The records below need copying. Match each line exactly.
*** Records provided ***
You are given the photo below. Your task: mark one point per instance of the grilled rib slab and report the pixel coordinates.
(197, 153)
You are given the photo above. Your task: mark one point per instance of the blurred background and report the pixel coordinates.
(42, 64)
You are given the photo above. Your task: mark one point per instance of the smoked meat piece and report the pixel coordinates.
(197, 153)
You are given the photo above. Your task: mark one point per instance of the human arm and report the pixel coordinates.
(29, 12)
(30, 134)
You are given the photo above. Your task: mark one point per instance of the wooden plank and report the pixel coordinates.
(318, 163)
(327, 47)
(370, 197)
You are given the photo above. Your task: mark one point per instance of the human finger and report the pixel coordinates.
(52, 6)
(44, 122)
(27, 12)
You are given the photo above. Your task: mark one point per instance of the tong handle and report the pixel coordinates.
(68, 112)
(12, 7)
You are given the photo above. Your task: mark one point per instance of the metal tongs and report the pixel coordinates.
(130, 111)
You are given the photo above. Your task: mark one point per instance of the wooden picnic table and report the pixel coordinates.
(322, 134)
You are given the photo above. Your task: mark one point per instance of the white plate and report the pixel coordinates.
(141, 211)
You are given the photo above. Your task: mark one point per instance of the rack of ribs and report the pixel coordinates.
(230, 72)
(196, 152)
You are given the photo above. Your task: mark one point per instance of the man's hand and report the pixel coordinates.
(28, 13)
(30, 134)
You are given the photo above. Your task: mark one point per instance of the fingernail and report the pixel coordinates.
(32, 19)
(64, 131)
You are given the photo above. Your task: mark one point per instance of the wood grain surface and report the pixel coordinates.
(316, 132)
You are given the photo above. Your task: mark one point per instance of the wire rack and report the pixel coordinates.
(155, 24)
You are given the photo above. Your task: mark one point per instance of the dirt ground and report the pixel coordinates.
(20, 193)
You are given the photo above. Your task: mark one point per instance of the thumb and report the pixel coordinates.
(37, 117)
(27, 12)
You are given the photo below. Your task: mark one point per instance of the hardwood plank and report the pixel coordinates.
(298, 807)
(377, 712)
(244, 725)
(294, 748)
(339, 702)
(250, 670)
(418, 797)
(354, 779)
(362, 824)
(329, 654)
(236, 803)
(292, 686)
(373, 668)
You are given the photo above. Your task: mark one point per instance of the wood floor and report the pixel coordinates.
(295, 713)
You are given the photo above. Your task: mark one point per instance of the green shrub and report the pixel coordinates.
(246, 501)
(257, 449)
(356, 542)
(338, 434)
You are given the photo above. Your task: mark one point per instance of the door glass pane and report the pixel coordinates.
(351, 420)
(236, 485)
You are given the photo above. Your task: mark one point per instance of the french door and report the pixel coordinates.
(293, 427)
*** End of Records provided ***
### Response to the exercise
You are given the photo below. Your task: mark one point per instance of the grilled rib slab and report the pixel coordinates.
(197, 153)
You are given the photo above. Your task: mark one point per instance of the blurred background and report the pixel coordinates.
(42, 64)
You are given the photo above. Your task: mark one point per instance of the smoked meat piece and report the pixel coordinates.
(197, 153)
You are given the photo above. Your task: mark one point per instance of the human arm and report the pixel coordinates.
(29, 12)
(30, 134)
You are given the photo above. Your task: mark one point per instance of the wooden plank and report the pixel coordinates.
(318, 163)
(327, 47)
(370, 197)
You are given the photo above. Your task: mark one point per instance of the human finger and report the pixel coordinates.
(52, 6)
(44, 122)
(27, 12)
You are given the photo above. Your task: mark one point per instance of the tong handle and report the pixel coordinates.
(68, 112)
(12, 7)
You are given the photo above. Your task: mark one point per instance of the metal tongs and report the pixel coordinates.
(130, 111)
You are given the photo above. Your task: mark one point per instance of the wooden picnic table and report the pixel coordinates.
(322, 134)
You are given the photo above. Your task: mark one point per instance of the white plate and report the pixel coordinates.
(141, 211)
You are given the photo above. Your task: mark one point per instance of the rack of ribs and report the pixel coordinates.
(230, 72)
(196, 152)
You are given the photo above. Your task: mark one point per instance of the man's hand and report the pixel coordinates.
(28, 13)
(30, 134)
You are given the photo above. Your task: mark one point per instance of the fingernail and report the pixel coordinates.
(32, 19)
(64, 131)
You are given the photo above. Your task: mark one point per instance of the wood grain surface and report the pixel coordinates.
(316, 132)
You are given the photo above. Your task: mark one point per instance of the wire rack and report the pixel coordinates.
(155, 24)
You are given the photo above. Your task: mark one point per instance of the dirt ground and report the pixel coordinates.
(20, 193)
You are given the photo above. Your task: mark one point per instance of the thumb and report the pixel coordinates.
(37, 117)
(27, 12)
You are given the photo below. Your task: mark one point per instance of the hardwood plank and report the pixel coordinates.
(298, 807)
(377, 712)
(244, 725)
(294, 748)
(339, 702)
(250, 670)
(418, 797)
(354, 779)
(362, 824)
(329, 654)
(236, 803)
(292, 686)
(373, 668)
You are given the photo above. Your task: mark one point per instance of the wood floor and report the pixel coordinates.
(295, 713)
You are given the photo above. Your task: mark one point per instance of the green shrub and report the pixel coordinates.
(246, 501)
(257, 449)
(356, 542)
(338, 434)
You are given the photo above. Your task: mark one point per instance of the door glass pane and report the pixel coordinates.
(351, 420)
(236, 485)
You are given the photo above. Your task: mark one point per instance of the french door and report the pixel coordinates.
(293, 427)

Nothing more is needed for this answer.